**TEXT FOR ANALYSIS:**
--

ESTRO 2024 - Abstract Book

S5434

Radiobiology - Tumour biology

ESTRO 2024

Purpose/Objective:

The treatment response to standard-of-care neoadjuvant chemoradiotherapy (nCRT) for locally advanced rectal cancer (LARC) is heterogeneous. The Neoadjuvant Rectal (NAR) score quantifies nCRT response, using the degree of tumour downstaging through nCRT and nodal status after nCRT, and is reproducibly associated with long-term survival outcomes (1). Stratification of patients using the NAR score identifies patients who are potentially eligible for watch-and-wait organ preservation strategies (low NAR <8), benefitted from nCRT but require a resection (intermediate NAR 8 – 16) and did not benefit from nCRT (high NAR >16). This work will explore whether low NAR and high NAR tumours are biologically different pre-treatment and, thus, whether the clinical outcome of nCRT can be predicted.

Material/Methods:

Transcriptome microarrays were used to quantify RNA expression within pre-treatment biopsies from LARC patients in publicly available GSE87211and the S:CORT consortium Grampian dataset. NAR scores were calculated using the patient's TNM stage as determined by the pre-treatment MRI staging and pathological staging of resection specimens. RStudio was used for data analysis using packages: ‘limma’, ‘fgsea’, ‘GSVA’, ‘MCPcounter’, ‘CRISclassifier’, ‘dorothea’, ‘CMSclassifer’. The MSigDB Hallmark signature collection was used for gene set enrichment analysis (2). A LARC cohort from the Beatson West of Scotland Cancer Centre BWoSCC was used for cell-level validation using multiplex immunofluorescence and tumour-stromal percentages of H&E staining.

Results:

Gene expression from 48 low NAR and 52 high NAR cases from the Grampian cohort and 55 low NAR and 60 high NAR cases from GSE87211 was compared. Differential gene expression analysis identified n=123 differentially expressed genes (padj < 0.05; log2 fold-change > 0.3 / < -0.3) between high NAR and low NAR tumours in the Grampian database, but these were not consistent in GSE87211. Shown in the Figure, 28/50 MSigDB Hallmarks were enriched for the high NAR tumours in both cohorts (p < 0.25) and ‘Hallmark Epithelial Mesenchymal Transition’ had the highest normalised enrichment score for high NAR in both cohorts (padj < 0.001; NES 2.9 – 3.3). 3/50 MSigDB Hallmarks, all annotated as immune-related, were enriched for the low NAR tumours in both cohorts (p < 0.25). Additionally, in both cohorts, the Microenvironment Cell Population counter estimated higher ‘Cytotoxic Lymphocytes’ in the low NAR group (p < 0.05) and higher stromal cells (‘Endothelial Cells’ and ‘Fibroblasts’; p < 0.05) in the high NAR group. This finding was validated using CD8 densities, which were higher in the low NAR tumours of the BWoSCC. DoRothEA transcriptional regulon analysis inferred higher transcriptional activity within the high NAR group compared to the low NAR group. The popular colorectal cancer molecular subtyping classifiers CMS and CRIS could not classify 40 – 60% of biopsy samples.

--

**WHAT THE TASK ASKS:**
Reproduce verbatim the stretch of the rectal cancer abstract from "Radiobiology - Tumour" through "can be predicted.".

**MATERIAL SUPPLIED:**

--

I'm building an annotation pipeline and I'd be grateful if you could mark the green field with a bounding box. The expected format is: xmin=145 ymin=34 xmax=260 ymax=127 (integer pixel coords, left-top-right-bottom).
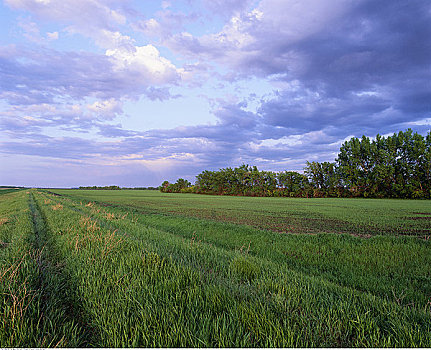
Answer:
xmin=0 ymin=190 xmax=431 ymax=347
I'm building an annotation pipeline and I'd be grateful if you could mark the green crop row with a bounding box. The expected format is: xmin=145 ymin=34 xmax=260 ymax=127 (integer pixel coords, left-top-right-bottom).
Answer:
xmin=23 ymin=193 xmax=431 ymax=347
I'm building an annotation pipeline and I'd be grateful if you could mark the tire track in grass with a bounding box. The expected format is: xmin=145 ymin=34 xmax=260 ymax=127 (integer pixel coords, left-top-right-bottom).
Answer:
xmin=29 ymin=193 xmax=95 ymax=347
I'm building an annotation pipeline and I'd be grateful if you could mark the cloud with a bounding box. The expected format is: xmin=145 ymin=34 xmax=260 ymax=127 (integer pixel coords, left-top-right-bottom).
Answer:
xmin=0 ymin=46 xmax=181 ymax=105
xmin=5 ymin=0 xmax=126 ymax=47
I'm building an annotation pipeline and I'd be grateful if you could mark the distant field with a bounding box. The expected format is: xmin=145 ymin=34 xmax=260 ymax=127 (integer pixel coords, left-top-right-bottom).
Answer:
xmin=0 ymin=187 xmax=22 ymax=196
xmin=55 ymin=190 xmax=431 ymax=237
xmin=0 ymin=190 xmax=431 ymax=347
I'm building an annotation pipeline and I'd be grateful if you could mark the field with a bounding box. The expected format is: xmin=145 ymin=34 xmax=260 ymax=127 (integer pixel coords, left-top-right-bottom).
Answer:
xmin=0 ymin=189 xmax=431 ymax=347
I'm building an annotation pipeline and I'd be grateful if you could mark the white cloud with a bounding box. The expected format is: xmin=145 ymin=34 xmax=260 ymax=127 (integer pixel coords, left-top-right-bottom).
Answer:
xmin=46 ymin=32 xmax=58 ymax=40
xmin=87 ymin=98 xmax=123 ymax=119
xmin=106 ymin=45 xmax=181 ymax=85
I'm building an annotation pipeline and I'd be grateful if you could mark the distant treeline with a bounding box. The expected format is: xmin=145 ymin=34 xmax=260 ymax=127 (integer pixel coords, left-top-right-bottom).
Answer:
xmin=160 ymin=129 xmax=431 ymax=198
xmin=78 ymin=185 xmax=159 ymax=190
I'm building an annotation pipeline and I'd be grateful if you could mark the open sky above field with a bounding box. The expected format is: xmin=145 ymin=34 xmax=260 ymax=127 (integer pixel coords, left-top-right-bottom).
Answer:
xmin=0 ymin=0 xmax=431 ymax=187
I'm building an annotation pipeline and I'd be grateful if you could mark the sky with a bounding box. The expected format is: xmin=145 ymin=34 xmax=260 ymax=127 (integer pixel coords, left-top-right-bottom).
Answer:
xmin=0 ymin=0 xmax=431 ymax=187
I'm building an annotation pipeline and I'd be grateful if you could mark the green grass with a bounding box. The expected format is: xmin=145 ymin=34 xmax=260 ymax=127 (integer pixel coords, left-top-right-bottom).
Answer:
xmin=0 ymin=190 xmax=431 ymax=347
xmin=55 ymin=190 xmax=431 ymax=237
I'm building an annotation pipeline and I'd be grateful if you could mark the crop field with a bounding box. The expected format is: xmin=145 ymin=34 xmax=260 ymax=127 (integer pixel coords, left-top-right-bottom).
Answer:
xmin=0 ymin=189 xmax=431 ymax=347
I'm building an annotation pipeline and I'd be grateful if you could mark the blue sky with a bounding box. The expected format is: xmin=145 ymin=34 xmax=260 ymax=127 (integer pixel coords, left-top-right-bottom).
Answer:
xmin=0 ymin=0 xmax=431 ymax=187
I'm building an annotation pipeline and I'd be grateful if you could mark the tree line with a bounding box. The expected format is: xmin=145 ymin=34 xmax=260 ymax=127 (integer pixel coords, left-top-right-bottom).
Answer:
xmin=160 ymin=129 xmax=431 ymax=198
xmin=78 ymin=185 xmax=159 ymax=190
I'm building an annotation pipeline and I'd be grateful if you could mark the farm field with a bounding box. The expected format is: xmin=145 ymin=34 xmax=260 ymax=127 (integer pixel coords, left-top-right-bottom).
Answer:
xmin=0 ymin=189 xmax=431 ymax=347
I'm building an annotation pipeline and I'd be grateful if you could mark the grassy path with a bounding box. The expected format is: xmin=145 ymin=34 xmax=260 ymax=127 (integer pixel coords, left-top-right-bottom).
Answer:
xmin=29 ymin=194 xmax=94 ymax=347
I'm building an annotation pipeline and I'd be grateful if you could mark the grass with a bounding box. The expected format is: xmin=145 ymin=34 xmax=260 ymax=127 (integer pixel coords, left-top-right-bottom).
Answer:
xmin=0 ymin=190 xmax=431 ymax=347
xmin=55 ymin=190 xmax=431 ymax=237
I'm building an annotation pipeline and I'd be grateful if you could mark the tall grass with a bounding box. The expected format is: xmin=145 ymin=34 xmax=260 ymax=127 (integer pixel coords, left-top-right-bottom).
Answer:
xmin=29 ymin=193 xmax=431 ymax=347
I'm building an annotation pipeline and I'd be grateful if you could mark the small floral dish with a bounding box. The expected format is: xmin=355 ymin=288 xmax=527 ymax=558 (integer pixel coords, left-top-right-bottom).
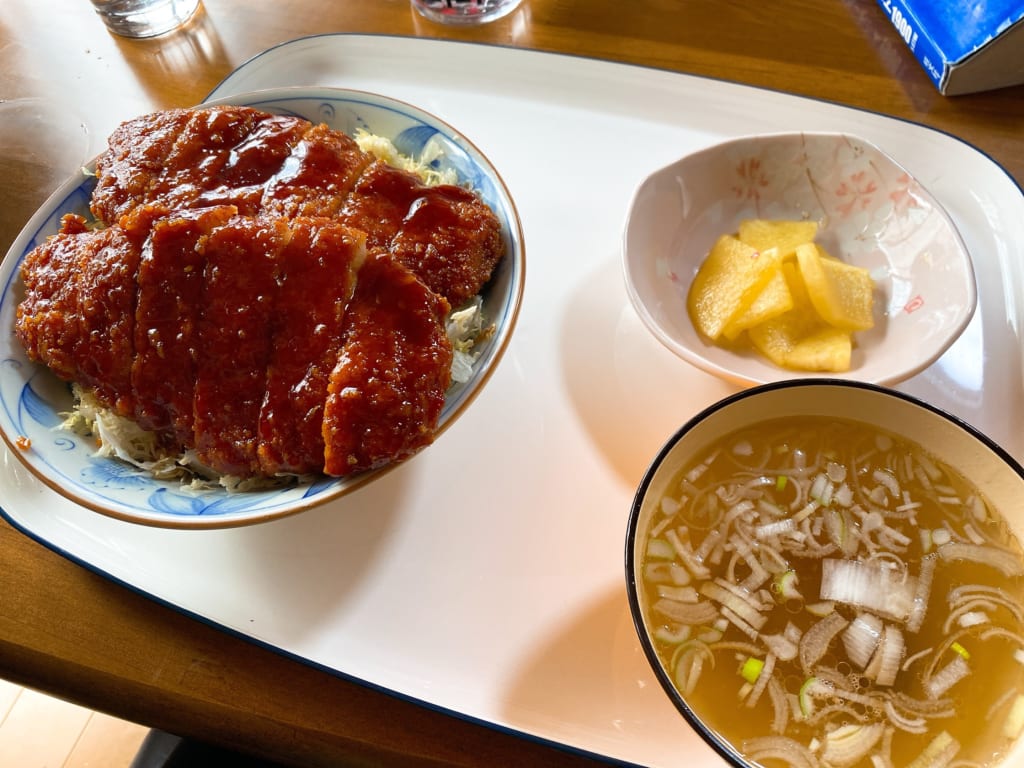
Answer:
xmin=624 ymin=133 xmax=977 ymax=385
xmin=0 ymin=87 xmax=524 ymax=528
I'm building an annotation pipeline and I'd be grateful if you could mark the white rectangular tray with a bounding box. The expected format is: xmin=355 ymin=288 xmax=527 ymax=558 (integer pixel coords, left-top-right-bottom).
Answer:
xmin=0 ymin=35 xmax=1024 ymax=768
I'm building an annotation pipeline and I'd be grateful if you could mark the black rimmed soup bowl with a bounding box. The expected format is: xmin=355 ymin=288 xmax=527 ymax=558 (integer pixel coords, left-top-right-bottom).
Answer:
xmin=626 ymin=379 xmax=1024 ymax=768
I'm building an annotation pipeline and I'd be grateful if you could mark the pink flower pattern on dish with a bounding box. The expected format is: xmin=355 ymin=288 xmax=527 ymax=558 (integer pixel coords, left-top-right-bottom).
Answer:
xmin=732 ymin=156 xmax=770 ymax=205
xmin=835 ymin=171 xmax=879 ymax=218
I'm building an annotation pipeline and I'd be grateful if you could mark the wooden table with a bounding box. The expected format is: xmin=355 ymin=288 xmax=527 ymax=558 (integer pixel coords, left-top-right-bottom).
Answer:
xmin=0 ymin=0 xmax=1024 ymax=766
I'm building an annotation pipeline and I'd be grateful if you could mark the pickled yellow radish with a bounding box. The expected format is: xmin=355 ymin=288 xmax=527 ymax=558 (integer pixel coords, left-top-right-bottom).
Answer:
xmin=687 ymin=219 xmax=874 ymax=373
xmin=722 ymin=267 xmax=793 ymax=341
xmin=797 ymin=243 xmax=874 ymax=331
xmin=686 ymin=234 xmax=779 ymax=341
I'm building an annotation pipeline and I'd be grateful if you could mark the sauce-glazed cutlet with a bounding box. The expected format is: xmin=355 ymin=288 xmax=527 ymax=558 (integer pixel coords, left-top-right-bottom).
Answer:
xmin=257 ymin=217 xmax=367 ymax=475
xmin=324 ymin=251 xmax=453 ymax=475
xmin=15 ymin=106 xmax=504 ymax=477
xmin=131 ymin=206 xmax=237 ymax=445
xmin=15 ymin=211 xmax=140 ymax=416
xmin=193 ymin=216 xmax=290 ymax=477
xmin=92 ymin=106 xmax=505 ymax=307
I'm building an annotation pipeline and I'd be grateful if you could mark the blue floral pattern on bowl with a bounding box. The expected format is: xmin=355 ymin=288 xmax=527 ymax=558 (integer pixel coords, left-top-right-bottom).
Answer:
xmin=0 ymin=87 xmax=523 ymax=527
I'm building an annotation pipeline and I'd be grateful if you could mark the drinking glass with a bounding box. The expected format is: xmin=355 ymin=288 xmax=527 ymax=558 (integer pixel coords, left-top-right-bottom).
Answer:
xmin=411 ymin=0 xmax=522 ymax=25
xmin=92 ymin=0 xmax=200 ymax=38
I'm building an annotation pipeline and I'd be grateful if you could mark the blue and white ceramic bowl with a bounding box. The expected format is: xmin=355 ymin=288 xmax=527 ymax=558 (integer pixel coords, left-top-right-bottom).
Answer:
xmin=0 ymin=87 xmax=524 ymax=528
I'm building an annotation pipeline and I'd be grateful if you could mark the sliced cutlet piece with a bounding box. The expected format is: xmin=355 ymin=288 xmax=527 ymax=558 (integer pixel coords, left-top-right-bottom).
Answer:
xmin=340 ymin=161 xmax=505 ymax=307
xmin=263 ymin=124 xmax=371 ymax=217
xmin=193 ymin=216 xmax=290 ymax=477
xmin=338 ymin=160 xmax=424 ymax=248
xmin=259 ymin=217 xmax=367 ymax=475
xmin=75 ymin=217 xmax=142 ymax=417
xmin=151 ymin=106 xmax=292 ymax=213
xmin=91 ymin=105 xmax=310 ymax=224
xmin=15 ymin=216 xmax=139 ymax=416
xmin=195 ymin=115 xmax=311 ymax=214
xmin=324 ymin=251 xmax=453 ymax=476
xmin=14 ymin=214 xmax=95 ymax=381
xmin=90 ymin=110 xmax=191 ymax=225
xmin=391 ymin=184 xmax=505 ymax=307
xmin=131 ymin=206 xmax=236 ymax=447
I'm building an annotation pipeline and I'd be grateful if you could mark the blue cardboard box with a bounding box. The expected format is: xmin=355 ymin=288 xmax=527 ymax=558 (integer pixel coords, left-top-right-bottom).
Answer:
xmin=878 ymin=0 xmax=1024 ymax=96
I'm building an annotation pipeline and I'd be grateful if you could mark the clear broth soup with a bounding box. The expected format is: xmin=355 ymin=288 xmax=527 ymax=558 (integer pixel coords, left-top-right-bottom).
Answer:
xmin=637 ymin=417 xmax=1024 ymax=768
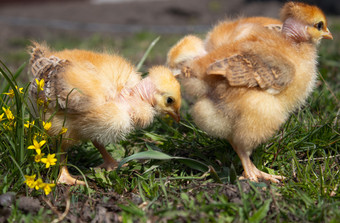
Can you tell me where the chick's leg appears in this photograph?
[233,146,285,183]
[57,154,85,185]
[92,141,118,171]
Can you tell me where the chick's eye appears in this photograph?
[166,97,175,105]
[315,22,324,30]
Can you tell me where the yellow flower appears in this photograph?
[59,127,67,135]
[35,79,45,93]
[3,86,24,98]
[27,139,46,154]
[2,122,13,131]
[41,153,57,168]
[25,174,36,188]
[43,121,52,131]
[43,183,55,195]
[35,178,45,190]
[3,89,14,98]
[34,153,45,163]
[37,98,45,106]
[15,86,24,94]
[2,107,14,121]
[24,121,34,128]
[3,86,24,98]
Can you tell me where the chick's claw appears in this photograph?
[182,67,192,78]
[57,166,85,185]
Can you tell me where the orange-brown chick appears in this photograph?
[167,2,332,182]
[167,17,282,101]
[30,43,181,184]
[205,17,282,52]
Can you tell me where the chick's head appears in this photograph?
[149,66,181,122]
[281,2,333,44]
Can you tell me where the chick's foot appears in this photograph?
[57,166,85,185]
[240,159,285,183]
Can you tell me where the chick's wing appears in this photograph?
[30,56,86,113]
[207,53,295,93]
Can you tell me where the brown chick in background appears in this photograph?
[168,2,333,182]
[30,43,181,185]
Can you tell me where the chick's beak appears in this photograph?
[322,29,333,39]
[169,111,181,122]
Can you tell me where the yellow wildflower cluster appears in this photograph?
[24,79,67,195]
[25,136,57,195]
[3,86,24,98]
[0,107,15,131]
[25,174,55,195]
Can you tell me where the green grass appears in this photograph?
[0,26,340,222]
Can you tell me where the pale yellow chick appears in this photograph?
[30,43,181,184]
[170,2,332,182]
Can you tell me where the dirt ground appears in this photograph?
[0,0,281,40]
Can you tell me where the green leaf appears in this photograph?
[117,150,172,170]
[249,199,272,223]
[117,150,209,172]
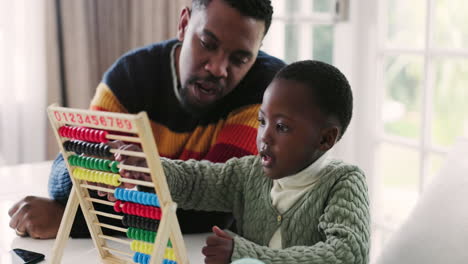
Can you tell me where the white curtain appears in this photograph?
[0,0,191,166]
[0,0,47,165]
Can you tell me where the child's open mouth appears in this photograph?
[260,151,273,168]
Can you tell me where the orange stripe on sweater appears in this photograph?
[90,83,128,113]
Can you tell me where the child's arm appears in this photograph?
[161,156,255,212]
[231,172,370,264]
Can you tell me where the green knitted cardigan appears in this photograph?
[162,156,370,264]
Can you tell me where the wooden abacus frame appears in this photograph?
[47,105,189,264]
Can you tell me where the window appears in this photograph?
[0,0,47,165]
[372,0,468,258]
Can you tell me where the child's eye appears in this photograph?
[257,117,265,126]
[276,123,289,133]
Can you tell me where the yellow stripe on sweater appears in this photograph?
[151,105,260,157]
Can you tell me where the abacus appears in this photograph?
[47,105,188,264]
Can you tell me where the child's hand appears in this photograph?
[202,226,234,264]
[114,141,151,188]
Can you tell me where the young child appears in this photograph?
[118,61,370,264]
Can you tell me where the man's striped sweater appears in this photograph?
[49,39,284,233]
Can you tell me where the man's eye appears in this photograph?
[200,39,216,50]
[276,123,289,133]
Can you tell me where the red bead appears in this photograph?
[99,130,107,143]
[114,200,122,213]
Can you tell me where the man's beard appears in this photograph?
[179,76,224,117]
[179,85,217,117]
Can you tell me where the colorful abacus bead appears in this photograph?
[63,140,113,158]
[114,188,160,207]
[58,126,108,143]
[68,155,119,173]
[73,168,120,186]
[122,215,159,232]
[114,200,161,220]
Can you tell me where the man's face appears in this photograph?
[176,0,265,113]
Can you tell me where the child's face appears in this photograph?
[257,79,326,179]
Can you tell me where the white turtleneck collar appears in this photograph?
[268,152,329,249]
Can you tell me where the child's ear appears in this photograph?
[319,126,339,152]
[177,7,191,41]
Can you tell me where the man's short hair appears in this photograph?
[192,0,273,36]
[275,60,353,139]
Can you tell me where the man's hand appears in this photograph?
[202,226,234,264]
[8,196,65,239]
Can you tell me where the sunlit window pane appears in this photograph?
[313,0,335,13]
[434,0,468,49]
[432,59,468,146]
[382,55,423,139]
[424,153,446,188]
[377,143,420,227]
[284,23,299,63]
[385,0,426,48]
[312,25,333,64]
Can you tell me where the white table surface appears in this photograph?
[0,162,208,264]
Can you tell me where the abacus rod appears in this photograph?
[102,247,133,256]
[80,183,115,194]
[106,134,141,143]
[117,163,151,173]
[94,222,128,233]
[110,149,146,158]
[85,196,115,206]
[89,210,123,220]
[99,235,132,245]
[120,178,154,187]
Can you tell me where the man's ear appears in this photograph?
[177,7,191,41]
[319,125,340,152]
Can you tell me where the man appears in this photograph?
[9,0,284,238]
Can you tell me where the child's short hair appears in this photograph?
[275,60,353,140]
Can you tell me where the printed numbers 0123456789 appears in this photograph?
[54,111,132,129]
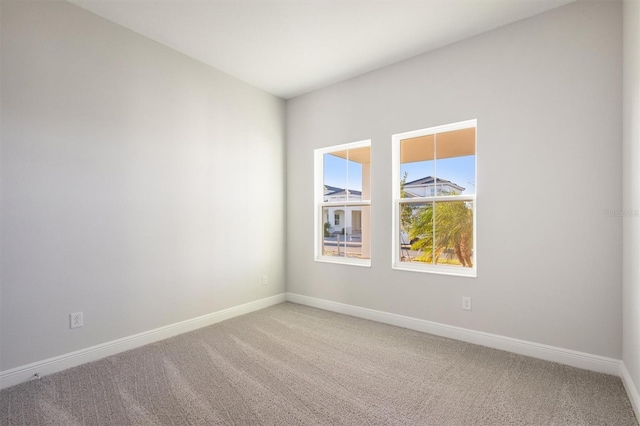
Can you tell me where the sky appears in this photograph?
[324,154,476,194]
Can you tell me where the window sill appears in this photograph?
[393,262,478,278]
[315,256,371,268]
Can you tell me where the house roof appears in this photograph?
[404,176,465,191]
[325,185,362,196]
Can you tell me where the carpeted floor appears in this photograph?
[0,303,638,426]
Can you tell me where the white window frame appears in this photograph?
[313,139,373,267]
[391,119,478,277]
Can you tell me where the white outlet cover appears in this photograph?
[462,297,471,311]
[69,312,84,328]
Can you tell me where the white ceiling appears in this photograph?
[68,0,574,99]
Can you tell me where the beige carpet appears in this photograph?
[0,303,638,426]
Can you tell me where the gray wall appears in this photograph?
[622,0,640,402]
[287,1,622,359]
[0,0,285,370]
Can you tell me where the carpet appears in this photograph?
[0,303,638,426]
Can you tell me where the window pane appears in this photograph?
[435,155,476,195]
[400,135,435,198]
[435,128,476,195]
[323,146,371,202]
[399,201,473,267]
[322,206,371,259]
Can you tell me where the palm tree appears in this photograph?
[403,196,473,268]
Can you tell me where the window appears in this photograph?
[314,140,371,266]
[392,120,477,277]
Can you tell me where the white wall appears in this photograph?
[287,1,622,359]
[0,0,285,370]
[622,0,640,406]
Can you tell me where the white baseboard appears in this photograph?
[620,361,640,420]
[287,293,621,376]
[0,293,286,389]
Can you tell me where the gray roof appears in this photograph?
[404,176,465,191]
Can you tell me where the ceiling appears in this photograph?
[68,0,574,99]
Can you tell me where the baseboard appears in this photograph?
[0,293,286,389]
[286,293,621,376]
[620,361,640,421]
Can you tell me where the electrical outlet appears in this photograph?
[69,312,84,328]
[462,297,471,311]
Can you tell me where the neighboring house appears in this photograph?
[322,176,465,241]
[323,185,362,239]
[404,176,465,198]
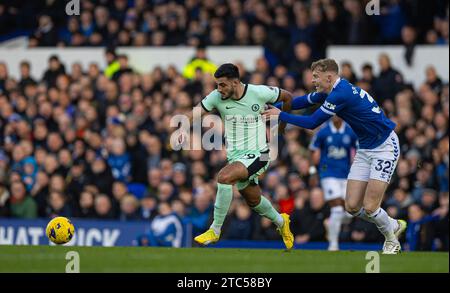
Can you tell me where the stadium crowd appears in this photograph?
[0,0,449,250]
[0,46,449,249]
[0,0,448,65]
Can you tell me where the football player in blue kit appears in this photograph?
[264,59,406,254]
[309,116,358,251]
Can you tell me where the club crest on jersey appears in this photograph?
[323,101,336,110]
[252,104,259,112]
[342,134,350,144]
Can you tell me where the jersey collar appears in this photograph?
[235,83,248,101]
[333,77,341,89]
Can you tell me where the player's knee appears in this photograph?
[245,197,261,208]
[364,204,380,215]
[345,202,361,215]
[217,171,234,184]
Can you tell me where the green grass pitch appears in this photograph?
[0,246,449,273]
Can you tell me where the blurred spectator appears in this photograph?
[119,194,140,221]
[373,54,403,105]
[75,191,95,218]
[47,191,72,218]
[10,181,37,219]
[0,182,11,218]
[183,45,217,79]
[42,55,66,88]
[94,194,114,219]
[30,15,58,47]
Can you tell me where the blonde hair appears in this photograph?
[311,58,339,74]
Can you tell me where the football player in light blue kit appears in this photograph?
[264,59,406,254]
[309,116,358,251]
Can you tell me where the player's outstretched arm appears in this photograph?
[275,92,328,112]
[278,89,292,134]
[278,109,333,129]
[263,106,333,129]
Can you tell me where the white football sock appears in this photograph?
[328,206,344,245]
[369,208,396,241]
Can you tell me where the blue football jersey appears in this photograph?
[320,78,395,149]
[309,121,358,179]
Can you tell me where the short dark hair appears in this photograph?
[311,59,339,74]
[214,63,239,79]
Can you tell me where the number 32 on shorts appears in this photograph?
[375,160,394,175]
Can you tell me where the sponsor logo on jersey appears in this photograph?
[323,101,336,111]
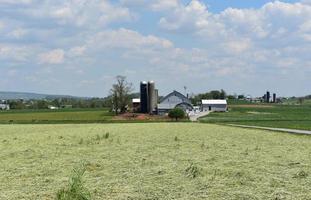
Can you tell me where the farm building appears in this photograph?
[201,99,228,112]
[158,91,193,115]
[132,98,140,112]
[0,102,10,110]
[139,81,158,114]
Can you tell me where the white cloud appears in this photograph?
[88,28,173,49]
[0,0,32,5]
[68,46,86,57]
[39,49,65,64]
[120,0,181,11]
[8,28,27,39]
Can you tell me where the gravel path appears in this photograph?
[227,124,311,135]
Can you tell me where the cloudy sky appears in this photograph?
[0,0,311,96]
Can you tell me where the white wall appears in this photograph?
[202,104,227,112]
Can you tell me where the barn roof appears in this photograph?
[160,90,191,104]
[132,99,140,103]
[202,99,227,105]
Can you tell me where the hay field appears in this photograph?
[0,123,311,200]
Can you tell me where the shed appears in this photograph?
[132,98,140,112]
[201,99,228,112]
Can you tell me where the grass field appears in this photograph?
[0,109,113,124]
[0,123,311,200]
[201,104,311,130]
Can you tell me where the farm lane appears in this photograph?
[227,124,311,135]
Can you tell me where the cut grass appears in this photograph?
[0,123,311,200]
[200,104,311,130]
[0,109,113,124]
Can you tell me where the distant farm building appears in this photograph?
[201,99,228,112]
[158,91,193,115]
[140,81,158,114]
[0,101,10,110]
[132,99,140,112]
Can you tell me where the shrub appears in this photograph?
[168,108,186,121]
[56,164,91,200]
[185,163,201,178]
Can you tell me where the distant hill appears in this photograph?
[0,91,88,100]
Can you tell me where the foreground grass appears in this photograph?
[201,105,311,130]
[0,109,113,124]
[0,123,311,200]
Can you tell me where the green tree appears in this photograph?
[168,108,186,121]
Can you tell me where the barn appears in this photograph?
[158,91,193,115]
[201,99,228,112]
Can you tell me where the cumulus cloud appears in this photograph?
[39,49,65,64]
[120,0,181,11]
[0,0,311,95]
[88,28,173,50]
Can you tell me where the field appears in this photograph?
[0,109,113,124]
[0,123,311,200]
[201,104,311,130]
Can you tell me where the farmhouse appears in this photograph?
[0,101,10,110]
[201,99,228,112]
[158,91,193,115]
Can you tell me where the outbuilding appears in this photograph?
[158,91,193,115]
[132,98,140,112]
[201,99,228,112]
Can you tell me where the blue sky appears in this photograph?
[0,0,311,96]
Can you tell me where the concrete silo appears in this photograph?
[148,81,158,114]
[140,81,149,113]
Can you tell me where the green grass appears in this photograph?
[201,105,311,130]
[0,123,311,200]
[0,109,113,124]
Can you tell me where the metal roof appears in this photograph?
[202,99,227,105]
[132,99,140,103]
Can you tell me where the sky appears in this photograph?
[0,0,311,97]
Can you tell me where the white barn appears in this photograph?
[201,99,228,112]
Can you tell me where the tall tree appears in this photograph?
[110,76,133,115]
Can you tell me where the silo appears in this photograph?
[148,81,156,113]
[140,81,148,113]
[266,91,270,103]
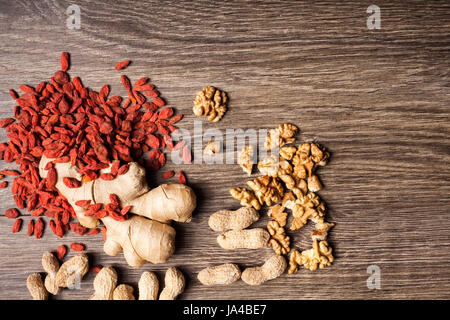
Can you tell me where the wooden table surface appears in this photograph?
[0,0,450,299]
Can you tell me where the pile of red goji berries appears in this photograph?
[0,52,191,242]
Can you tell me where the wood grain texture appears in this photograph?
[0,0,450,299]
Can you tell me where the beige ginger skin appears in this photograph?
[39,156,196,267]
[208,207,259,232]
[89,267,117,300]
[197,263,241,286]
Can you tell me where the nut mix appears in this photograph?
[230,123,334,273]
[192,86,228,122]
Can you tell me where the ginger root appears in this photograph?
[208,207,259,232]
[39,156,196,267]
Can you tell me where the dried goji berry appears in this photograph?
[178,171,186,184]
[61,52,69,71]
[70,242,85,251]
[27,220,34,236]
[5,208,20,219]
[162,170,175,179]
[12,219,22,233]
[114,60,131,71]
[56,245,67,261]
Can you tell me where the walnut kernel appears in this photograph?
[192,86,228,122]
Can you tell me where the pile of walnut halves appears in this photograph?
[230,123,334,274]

--

**TASK SOLUTION:**
Radiobiology - Tumour biology

ESTRO 2024

Purpose/Objective:

The treatment response to standard-of-care neoadjuvant chemoradiotherapy (nCRT) for locally advanced rectal cancer (LARC) is heterogeneous. The Neoadjuvant Rectal (NAR) score quantifies nCRT response, using the degree of tumour downstaging through nCRT and nodal status after nCRT, and is reproducibly associated with long-term survival outcomes (1). Stratification of patients using the NAR score identifies patients who are potentially eligible for watch-and-wait organ preservation strategies (low NAR <8), benefitted from nCRT but require a resection (intermediate NAR 8 – 16) and did not benefit from nCRT (high NAR >16). This work will explore whether low NAR and high NAR tumours are biologically different pre-treatment and, thus, whether the clinical outcome of nCRT can be predicted.